--- start of Stored rows ---

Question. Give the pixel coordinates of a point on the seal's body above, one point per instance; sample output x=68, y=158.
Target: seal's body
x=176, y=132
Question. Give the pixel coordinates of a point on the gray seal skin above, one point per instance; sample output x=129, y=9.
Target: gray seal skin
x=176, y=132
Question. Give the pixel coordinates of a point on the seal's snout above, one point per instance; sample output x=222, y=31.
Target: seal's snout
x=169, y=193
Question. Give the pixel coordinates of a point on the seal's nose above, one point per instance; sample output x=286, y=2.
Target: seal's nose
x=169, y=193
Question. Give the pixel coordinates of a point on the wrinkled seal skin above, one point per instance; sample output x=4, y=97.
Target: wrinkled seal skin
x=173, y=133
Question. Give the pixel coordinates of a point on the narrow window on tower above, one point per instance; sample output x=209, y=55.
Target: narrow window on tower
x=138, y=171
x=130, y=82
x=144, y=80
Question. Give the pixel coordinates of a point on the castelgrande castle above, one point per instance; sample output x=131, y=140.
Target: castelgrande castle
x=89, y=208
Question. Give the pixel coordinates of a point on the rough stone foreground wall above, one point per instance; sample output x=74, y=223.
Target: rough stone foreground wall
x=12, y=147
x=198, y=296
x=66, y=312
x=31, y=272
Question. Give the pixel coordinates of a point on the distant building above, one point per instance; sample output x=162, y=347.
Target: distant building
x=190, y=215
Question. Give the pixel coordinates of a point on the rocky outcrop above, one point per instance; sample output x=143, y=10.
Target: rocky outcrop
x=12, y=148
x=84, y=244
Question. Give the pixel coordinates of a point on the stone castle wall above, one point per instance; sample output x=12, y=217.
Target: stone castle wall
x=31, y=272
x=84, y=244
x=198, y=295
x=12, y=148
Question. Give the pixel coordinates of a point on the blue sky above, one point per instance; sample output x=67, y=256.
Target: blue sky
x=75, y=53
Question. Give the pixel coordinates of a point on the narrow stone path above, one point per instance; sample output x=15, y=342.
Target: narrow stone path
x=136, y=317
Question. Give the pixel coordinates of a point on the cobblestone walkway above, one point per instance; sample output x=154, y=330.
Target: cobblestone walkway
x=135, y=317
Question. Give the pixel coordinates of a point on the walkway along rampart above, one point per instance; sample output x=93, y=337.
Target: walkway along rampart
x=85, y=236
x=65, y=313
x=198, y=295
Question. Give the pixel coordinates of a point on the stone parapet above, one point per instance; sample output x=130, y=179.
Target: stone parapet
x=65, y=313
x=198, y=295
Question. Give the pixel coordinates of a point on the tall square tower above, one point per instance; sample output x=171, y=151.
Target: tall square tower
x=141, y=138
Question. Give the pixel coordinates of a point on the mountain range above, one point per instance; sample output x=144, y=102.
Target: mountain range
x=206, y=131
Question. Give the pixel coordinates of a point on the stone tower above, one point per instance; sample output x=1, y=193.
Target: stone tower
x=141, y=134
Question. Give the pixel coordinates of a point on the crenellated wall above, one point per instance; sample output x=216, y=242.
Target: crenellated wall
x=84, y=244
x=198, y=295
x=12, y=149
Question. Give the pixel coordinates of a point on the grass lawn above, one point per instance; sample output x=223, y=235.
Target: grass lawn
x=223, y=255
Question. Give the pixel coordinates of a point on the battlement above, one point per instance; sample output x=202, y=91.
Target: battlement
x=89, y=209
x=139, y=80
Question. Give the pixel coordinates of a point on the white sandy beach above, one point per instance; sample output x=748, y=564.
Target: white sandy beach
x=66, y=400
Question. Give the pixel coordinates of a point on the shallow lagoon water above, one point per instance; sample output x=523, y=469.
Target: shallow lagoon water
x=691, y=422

--- end of Stored rows ---

* **Short exercise**:
Copy out all of the material above word for word, line by line.

* **Problem solution**:
Question. Give the pixel coordinates of a point on the seal's body above, one point per instance; sample output x=68, y=158.
Target: seal's body
x=176, y=132
Question. Give the pixel coordinates of a point on the gray seal skin above, one point per instance; sample output x=129, y=9.
Target: gray seal skin
x=176, y=132
Question. Give the pixel coordinates of a point on the seal's snout above, one point per instance; sample output x=222, y=31.
Target: seal's snout
x=169, y=193
Question. Give the pixel coordinates of a point on the seal's nose above, one point per instance; sample output x=286, y=2.
Target: seal's nose
x=169, y=193
Question. Give the pixel coordinates of a point on the wrinkled seal skin above, one point per instance; sample output x=4, y=97.
Target: wrinkled seal skin
x=173, y=133
Question. Give the pixel coordinates of a point on the narrow window on tower above, one point per instance; sample output x=209, y=55.
Target: narrow window on tower
x=138, y=171
x=130, y=82
x=144, y=80
Question. Give the pixel coordinates of a point on the castelgrande castle above, one point per instance; sample output x=131, y=140.
Target: castelgrande castle
x=89, y=208
Question. Give the pixel coordinates of a point on the rough stone foreground wall above, one point per instance; sample output x=74, y=223.
Target: rough stone foreground wall
x=12, y=147
x=198, y=296
x=66, y=312
x=31, y=272
Question. Give the pixel coordinates of a point on the distant building above, one point per instance; sample output x=162, y=347.
Target: distant building
x=190, y=215
Question. Give the pixel coordinates of a point on the rocky outcrop above, one point per instance; sample output x=143, y=10.
Target: rocky outcrop
x=12, y=148
x=84, y=244
Question. Give the pixel coordinates of a point on the stone castle wall above, one point per instance; sample output x=12, y=217.
Target: stone castle wall
x=31, y=272
x=84, y=244
x=198, y=295
x=12, y=148
Question. Give the pixel coordinates of a point on the blue sky above, one point per instance; sample output x=67, y=256.
Target: blue sky
x=75, y=53
Question. Give the pixel coordinates of a point on the narrow stone path above, one point per instance; sample output x=15, y=342.
Target: narrow stone path
x=136, y=317
Question. Give the pixel coordinates of a point on the cobblestone walkway above, one point per instance; sample output x=154, y=330.
Target: cobblestone walkway
x=135, y=317
Question. Give the pixel coordinates of a point on the walkway along rampart above, one point per instance; sample output x=93, y=337.
Target: walkway along rampart
x=85, y=236
x=65, y=313
x=198, y=295
Question. Give the pixel coordinates of a point on the stone parapet above, one point per instance; sample output x=130, y=179.
Target: stone parapet
x=65, y=313
x=198, y=295
Question. Give the pixel coordinates of a point on the tall square tower above, one point per instance; sample output x=171, y=151.
Target: tall square tower
x=141, y=138
Question. Give the pixel coordinates of a point on the mountain range above, one point per instance; sample output x=144, y=102.
Target: mountain range
x=206, y=131
Question. Give the pixel coordinates of a point on the stone tower above, one point per instance; sample output x=1, y=193.
Target: stone tower
x=141, y=134
Question. Give the pixel coordinates of a point on the crenellated wall above, one point per instance; sample output x=216, y=242.
Target: crenellated wall
x=84, y=244
x=198, y=295
x=12, y=149
Question. Give the pixel coordinates of a point on the grass lawn above, one point per instance; sample output x=223, y=235.
Target: grass lawn
x=223, y=255
Question. Give the pixel coordinates of a point on the battlement above, one point per instance; sample output x=202, y=91.
Target: battlement
x=89, y=209
x=139, y=80
Question. Give the pixel coordinates of a point on the white sandy beach above, one point per instance; sample output x=748, y=564.
Target: white sandy beach
x=66, y=400
Question. Give the pixel coordinates of a point on the shallow lagoon water above, one point per instance; sample output x=523, y=469.
Target: shallow lagoon water
x=691, y=422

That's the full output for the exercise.